Could you rewrite the data below, switching "foliage" to "leaves" everywhere and leaving everything else unchanged?

***** ENTRIES PROVIDED *****

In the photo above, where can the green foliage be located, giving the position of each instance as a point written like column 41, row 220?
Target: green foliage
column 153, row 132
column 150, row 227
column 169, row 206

*****

→ SOLUTION FOR THIS PROBLEM:
In the photo above, where can the green leaves be located, giving the position of each instance as a point written like column 41, row 220?
Target: green leaves
column 153, row 132
column 150, row 227
column 169, row 206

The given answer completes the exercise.